:: Aim of the task ::
Which lines in the material below contain the string "window"? Report each of those lines in full.

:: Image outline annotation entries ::
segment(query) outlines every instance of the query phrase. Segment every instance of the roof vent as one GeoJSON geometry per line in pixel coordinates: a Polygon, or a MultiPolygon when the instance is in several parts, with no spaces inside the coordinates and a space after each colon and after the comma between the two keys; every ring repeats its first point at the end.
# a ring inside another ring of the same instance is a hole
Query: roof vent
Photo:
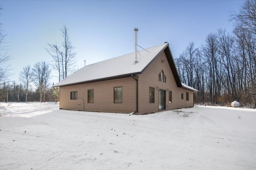
{"type": "Polygon", "coordinates": [[[137,32],[138,31],[139,29],[138,28],[134,28],[134,31],[135,31],[135,51],[134,53],[135,54],[135,61],[134,61],[134,64],[138,63],[138,57],[137,57],[137,32]]]}

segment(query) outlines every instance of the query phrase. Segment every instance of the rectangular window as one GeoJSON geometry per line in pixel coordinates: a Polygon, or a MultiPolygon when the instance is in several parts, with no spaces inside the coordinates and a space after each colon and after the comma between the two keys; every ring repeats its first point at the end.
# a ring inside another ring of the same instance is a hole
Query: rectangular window
{"type": "Polygon", "coordinates": [[[87,90],[88,93],[88,103],[93,103],[94,95],[93,90],[87,90]]]}
{"type": "Polygon", "coordinates": [[[122,103],[122,87],[114,88],[114,103],[122,103]]]}
{"type": "Polygon", "coordinates": [[[155,102],[155,88],[154,87],[149,87],[149,102],[155,102]]]}
{"type": "Polygon", "coordinates": [[[172,92],[171,91],[169,91],[169,103],[172,102],[172,92]]]}
{"type": "Polygon", "coordinates": [[[77,91],[70,92],[70,100],[77,99],[77,91]]]}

:: Solution to the exercise ::
segment(query) outlines every instance of the query phrase. Segment every instance of the rectangular window as one GeoJSON geometry per line in pixel coordinates: a Polygon, or a MultiPolygon when the instance is in several parts, with no spaces inside the coordinates and a space after each colon and after the comma between the two keys; every ring repeats its first point at the end.
Query: rectangular window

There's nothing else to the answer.